O que fazer:
Reproduza sem mudar nada o trecho do texto sobre a privatização da Sabesp: comece nas palavras "Nesse sentido, a" e pare depois de "abastecimento da população.".

Texto de origem:
A meta é entregar tudo à iniciativa privada até julho de 2024, e a Sabesp desponta como trunfo na mesa de negociação. Com valor de mercado estimado em mais de R$ 37 bilhões, trata-se de uma das maiores e mais bem-sucedidas companhias de saneamento básico do mundo. Abastece 28,4 milhões de pessoas com água e 25,2 milhões com coleta de esgotos, operando num total de 375 municípios paulistas.
Vender a estatal foi uma das promessas de Tarcísio na campanha eleitoral de 2022. Desde então, entidades como o Sintaema (Sindicato dos Trabalhadores em Água, Esgoto e Meio Ambiente do Estado de São Paulo) denunciam os interesses nada republicanos de um político que, curiosamente, é do Partido Republicanos.
“A privatização da Sabesp não é um problema apenas dos trabalhadores da Sabesp”, diz José Faggian, presidente do Sintaema. “Pouco mais de 70% da população paulista vive nos municípios operados pela Sabesp e recebe um serviço de qualidade, praticamente universalizado e com uma tarifa adequada.”
Os prejuízos da privatização, segundo Faggian, serão maiores para moradores da periferia e de pequenos municípios – “lugares que mais necessitam de investimento e onde a expectativa de retorno econômico é muito baixa”. Porém, “no limite”, 100% da população será afetada. “Afinal, é uma empresa do governo do estado – um patrimônio de todo o povo paulista”, lembra o dirigente sindical.
Após o anúncio de 7 de junho, o governador afirmou, em nota, que o cronograma da privatização é “público e de conhecimento geral”. Faggian contesta. “Nenhuma das entidades representativa da Sabesp foi chamada em nenhum momento – nem os sindicatos, nem as associações – para debater qualquer questão. A única informação clara de conhecimento das entidades e da população é a vontade do governador de vender a empresa.”
Entre várias iniciativas para desmascarar a gestão Tarcísio, o Sintaema lançou a campanha “Água privatizada não dá para engolir – Juntos por uma Sabesp pública e fortalecida!”. O site do sindicato disponibiliza diversos materiais da campanha.
Confira abaixo a íntegra da entrevista de Faggian.
Por que a privatização da Sabesp põe em risco o abastecimento de água e a oferta de saneamento em São Paulo?
A lógica da iniciativa privada é colocar sempre o lucro em primeiro lugar, independentemente de qualquer questão. Na hora de decidir onde investir, essa lógica leva as empresas a fazerem o menor investimento possível para poder extrair a maior fatia possível de lucro.
Com a Sabesp privatizada, haverá uma mudança na política de investimentos principalmente nas regiões periféricas da cidade, nos lugares que mais necessitam de investimento e onde a expectativa de retorno econômico é muito baixa. A iniciativa privada vai levar muito em conta esse fator da lucratividade.
Nesse sentido, a privatização da Sabesp pode ocasionar a falta de água, a falta de estrutura para manter o abastecimento, menor investimento na distribuição e na recuperação de mananciais, de novos reservatórios. A iniciativa privada quer buscar o lucro, e não o abastecimento da população.

[Trechos de dados de caixas delimitadoras]

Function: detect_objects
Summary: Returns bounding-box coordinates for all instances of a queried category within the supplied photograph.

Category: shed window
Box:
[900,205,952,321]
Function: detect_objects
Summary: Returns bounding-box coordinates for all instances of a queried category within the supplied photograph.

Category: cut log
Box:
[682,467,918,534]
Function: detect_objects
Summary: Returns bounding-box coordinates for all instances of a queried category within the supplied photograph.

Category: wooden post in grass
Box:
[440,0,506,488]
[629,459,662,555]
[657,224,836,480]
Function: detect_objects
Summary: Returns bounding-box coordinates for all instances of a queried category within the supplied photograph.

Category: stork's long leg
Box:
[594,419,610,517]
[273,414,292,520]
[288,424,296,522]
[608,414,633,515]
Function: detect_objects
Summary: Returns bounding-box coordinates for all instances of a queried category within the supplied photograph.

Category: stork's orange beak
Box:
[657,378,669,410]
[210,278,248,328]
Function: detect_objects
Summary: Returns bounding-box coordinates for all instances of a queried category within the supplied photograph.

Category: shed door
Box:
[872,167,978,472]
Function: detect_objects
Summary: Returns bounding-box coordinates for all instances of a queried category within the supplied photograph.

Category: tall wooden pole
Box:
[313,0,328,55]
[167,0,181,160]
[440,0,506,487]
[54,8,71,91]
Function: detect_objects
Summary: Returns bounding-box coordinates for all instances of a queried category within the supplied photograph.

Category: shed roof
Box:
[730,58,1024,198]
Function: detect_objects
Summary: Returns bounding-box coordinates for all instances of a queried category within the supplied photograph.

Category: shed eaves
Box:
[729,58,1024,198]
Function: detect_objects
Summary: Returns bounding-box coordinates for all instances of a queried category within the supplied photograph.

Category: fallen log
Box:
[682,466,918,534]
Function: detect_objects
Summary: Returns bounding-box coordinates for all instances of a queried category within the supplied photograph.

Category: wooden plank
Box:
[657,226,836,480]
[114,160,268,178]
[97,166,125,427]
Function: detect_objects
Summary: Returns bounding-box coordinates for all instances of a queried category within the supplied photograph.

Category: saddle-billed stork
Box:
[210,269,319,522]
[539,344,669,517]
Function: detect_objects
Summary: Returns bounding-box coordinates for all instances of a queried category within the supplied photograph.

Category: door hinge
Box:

Resposta completa:
Nesse sentido, a privatização da Sabesp pode ocasionar a falta de água, a falta de estrutura para manter o abastecimento, menor investimento na distribuição e na recuperação de mananciais, de novos reservatórios. A iniciativa privada quer buscar o lucro, e não o abastecimento da população.